### Short exercise
Reproduce all of the entries below verbatim, keeping every line unchanged.

[Bounding-box entries]
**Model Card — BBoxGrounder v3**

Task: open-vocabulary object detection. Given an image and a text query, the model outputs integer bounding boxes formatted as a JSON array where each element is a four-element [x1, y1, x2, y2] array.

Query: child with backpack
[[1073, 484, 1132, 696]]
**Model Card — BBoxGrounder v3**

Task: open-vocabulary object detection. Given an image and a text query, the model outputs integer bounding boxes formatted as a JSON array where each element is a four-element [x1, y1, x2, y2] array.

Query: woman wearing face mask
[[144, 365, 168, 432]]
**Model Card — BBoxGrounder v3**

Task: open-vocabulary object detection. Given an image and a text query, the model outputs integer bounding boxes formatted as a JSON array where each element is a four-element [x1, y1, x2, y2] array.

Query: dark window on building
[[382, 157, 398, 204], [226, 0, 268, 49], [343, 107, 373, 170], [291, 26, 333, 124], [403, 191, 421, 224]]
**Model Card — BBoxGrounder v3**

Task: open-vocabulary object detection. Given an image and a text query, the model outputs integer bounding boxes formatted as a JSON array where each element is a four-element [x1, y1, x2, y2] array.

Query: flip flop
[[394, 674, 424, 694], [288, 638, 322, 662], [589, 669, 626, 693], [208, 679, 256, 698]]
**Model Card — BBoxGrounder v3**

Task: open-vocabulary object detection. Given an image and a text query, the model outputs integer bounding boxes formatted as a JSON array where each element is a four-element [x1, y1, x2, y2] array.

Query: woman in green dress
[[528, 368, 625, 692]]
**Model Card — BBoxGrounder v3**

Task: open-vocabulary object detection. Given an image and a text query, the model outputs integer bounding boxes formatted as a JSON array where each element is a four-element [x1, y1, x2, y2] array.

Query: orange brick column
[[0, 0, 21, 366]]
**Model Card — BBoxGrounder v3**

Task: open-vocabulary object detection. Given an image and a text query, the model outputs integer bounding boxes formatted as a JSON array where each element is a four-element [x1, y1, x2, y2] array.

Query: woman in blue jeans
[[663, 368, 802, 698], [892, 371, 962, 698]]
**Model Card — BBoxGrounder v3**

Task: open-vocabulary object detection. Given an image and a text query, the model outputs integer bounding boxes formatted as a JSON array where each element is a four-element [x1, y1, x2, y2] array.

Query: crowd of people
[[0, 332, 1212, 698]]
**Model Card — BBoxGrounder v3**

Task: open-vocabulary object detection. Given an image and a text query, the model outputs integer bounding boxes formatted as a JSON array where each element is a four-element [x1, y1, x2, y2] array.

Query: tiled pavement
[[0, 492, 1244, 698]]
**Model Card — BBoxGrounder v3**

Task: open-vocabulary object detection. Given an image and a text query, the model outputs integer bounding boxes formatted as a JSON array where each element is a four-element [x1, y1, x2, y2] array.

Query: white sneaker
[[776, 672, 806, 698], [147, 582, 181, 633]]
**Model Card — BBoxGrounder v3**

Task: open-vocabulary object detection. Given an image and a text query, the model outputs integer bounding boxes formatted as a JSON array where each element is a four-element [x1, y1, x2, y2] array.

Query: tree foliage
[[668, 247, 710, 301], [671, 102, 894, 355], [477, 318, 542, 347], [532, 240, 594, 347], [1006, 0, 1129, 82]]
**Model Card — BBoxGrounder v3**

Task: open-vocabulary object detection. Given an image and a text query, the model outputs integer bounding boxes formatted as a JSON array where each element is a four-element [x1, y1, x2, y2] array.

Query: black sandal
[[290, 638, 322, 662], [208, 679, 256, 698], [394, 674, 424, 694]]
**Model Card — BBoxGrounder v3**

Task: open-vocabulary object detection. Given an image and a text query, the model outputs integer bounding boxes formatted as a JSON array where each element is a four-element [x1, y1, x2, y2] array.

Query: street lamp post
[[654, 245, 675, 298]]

### Complete response
**Model Card — BBoxGrounder v3**

Task: open-vocabulary object detection. Given an image and a text query, the model outputs integer bounding boxes formatted as a JSON array where each element is a four-element [x1, y1, x2, y2] array.

Query: child with backpack
[[1073, 484, 1132, 696]]
**Model Card — BBoxGrounder v3**

Task: open-vocabulary object detection. Given an image and a text query, the model outputs integer bounding boxes formatted as a JSON array where each element is a four-element [x1, y1, x2, y2] array.

Query: woman wearing face mask
[[144, 365, 168, 432]]
**Model Card — BBoxGrounder v3**

Task: open-vocabulary object detection. Given an image and a text query, the model outputs integer bounding boxes formatted as a JSON array where each element is a four-element [x1, y1, x2, y2] array.

Query: dark window on building
[[382, 157, 398, 204], [226, 0, 268, 49], [343, 107, 373, 170], [291, 26, 333, 124], [403, 191, 421, 224]]
**Model Card — BBoxGrounder v3**

Task: open-vocabulary object detection. Given an image and a text query, the model outputs integer bounding boxes formatted as a JSON array where each element is a four-element [x1, y1, x2, y2] array.

Query: flip flop
[[394, 674, 424, 694], [288, 638, 322, 662], [589, 669, 626, 693], [208, 679, 256, 698]]
**Model Card — BBoxGrounder v3**

Task: open-vocabulary object detection. Given an image and a text query, the model outputs integer bounding boxes formatted as a JSON array where each element is a four-element [x1, y1, x2, y2] array.

Query: woman in green dress
[[528, 368, 625, 692]]
**Model Card — BBoxGrounder v3**

Task: open-vocabulary object detection. Given an image and a text query, the model outputs integer bounding boxes formatted as a JSON array where each element is a four-element [x1, y1, x2, y2] array.

Query: orange brick column
[[0, 0, 21, 366]]
**Model Card — BBoxGrounder v3**

Task: open-vocabulary object detection. Given an image and a text query, the model outputs integer bounding boxes formatted as a JSON array where each element is a four-element [x1, y1, x2, y2] array.

Query: woman in blue jeans
[[663, 368, 802, 698], [892, 371, 962, 698]]
**Model Card — BBoxGrounder v3**

Task: open-vocabulary object detection. Given an image and a text query, the model outputs integer bounding boxes formatted as a JSON array where each element is a four-element [x1, y1, x2, y2] array.

Query: crowd of people
[[0, 332, 1212, 698]]
**Model Card — BBoxGrounder v3**

Task: open-vocabulary object detection. Given an image and a text query, the model outputs integer bounding boxes formatted as a JSON array where each element is a four-element [x1, y1, x2, y2] array.

Query: tiled pavement
[[0, 492, 1244, 698]]
**Model Card — BBoxGrounder v3**

Task: open-vocabulary object detection. Given an image and a text query, the model outputs integer bounding boxes formatted as a JSON array where each element is a four-element [x1, y1, x2, y2] array.

Query: white sneaker
[[776, 672, 806, 698], [147, 582, 181, 633]]
**Model Card — BBoxGrounder v3**

Task: open-vocabulary object detection. Given an image and a text query, the model outputs integer bounding boxes formatted as a JSON array where each element is a four-element [x1, y1, x2, y2] array.

Query: tree foliage
[[668, 247, 710, 301], [671, 102, 894, 355], [477, 318, 542, 347], [532, 240, 594, 347], [1006, 0, 1129, 82]]
**Model Card — BBoxGrounder v3**

Task: open-vocabulary object detection. Given an image and a text query, the model outputs integer bounding boxes formatted as a JSON array where each element is a four-element [x1, y1, x2, y2] array.

Query: black sandal
[[290, 638, 322, 662], [208, 679, 256, 698], [394, 674, 424, 694]]
**Model Card — BBoxGrounder v3**

Task: open-vocabulary object detection. Given an image and a text query, the model outputs integer bounding boxes formatted as a JSON array where each element is a four-element [x1, y1, x2, y2] array.

Query: street lamp post
[[654, 245, 675, 298]]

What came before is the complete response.